**EXERCISE REQUIREMENTS**
a. Translate this sentence from the Afro hair training course text into Spanish: "Courses can be booked online or on the phone."
b. Carry on the Afro hair training course text, starting after its final sentence.

**DOCUMENT TEXT**
%%

AFRO TYPE HAIRDRESSING TRAINING COURSE
• The reason for starting this training course is to see many young girls trained in Afro types hair in our academy. It is not well taught in schools and a lot of people want to learn the skills.
• I identify there was a need because when I opened my salon in Bracknell supposedly the only Afro Caribbean salon in the town, I expect to get a staff to work with me but I could not get any, it continued for eight months and I found out that the only person that will apply to work are people who newly came in from Africa. After some time they lose interest and change profession to career or other lucrative jobs. So I decided since there are no home trained Afro Caribbean hairdresser I will start the training and produce stylist either through apprenticeship training or accelerated courses.
WHO WILL BENEFIT FROM THIS TRAINING
• Anyone and everyone interested in learning Afro type hair. It could be African, Caucasian and European, young and old. With ultimate aim to
work as a stylist or open their own salons.
• It will also be extended to schools and colleges where they offer hairdressing as apprentice in Afro type hair or individual stylist, trainers and assessors.
OBJECTIVES WHAT WILL I LEARN
• Learners will be able to know how to manage Afro type hair from basic shampoo and set, colouring, straightening to advance weave and braiding technique.
• They will be able to work on their own in a salon or run their own salon in future.
• Opportunity available to become a trainer as well.
• They will be confident in ever areas of Afro Caribbean hair dressing from level 1 to 4 or update the areas where they are weak.
ABOUT THE TRAINER
• I have over 17 years in running my salon and I have seen that there are not a lot of trainers, assessors or student or apprentice in Afro Caribbean type hair. So it is a vision of mine to change this and impact the young people who are genuinely interested in becoming creative stylist in Afro Caribbean hair or own their own salon.
• My experience afforded me to know all areas of Afro type hairdressing and with this I can team up with a good trainer to train with us not limited to only one area of hairdressing.
• I have trained people in my own salon and they are god but the difference was there was no certification awarded but it is time to get the training certified.
COURSE INFORMATION AND BOOKING
• I expect the apprentice courses will span over 2 years.
• The different hairdressing courses will be 3 month per module 4 full day in the salon a week.
• The certificated module for salon owners will be a week. Mon - Fri
• Courses can be booked online or on the phone.
• There will be both theory and practical exam at the end of each module.
• Deposit payable at the time of booking £250
• Balance to be paid on or before the day of the course.
MATERIALS NEEDED FOR THIS COURSES
• Hair straighter
• Hair dryer
• Pack of synthetic hair for braiding
• Wide tooth, comb, pin tail comb and Brush
• Training head
• Needles and thread
• Grease or styling gel
• Hair clamp
BASIC SHAMPOO AND CONDITIONING TECHNIQUE
• Wash and condition your hair. Start by washing your hair as per usual, and then use a deep conditioner to help soften your strands. Leave the conditioner on your hair for the amount of time recommended on the bottle, then rinse it out with cool water. To minimize dryness and frizz, use a gentle, sulfate-free shampoo.

%%

**INFORMATION SUPPLIED**

%%

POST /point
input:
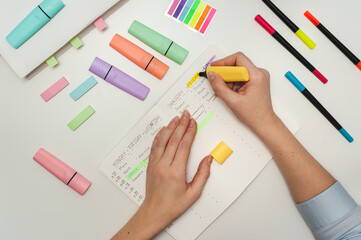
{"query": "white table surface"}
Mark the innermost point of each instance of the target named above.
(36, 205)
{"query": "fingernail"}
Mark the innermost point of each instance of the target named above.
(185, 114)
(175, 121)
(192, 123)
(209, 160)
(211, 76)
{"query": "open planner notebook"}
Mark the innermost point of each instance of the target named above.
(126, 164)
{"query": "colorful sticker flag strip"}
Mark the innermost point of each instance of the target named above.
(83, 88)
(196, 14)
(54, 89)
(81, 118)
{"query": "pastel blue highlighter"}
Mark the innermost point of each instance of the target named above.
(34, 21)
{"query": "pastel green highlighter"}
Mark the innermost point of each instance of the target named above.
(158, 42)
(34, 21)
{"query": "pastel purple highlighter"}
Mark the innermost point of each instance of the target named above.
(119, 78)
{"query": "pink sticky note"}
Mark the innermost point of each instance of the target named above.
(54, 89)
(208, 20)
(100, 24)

%%
%%

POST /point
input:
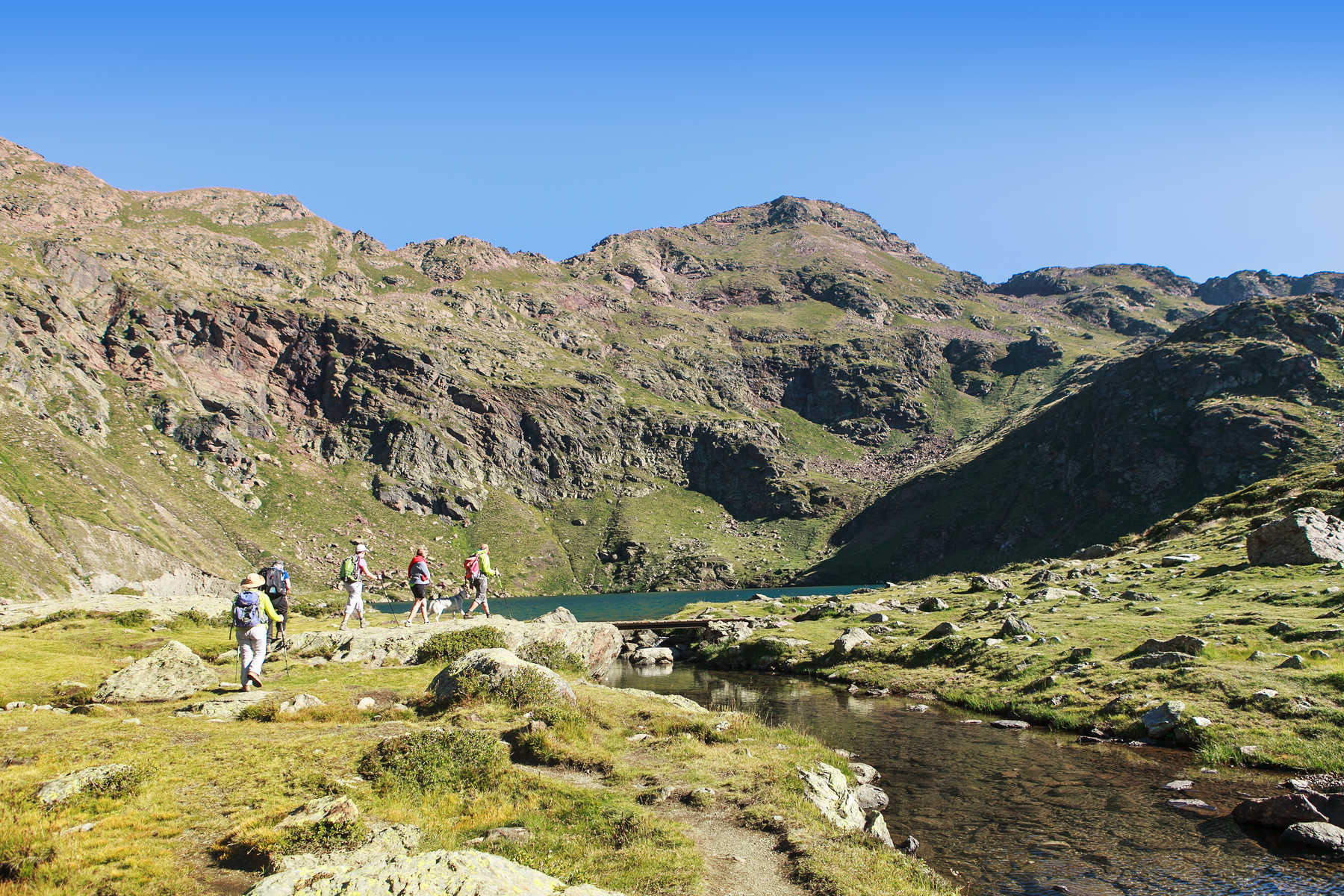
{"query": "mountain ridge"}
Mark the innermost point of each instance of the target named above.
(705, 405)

%%

**RESULTS OF THE EXERCISE**
a. Los cursos se pueden reservar en línea o por teléfono.

b.
BASIC CONDITIONING AND BLOW DRY
• Detangle your hair.When you’ve rinsed your conditioner out, use a wide-tooth comb to brush out all the tangles, starting from the ends and working towards the roots. For even gentler detangling, use your fingers to tease out any knots and tangles.
• Blow-dry your hair to relax and defrizz your curls. Use your hairdryer on “low” to blow out your curls, so that they are almost completely dry. Brush out your hair once more to make sure there are no knots, and then you’re ready to start your braids. Blow drying your hair will help stretch and relax the curls, reducing frizz and making the hair easier to manage during the braiding process.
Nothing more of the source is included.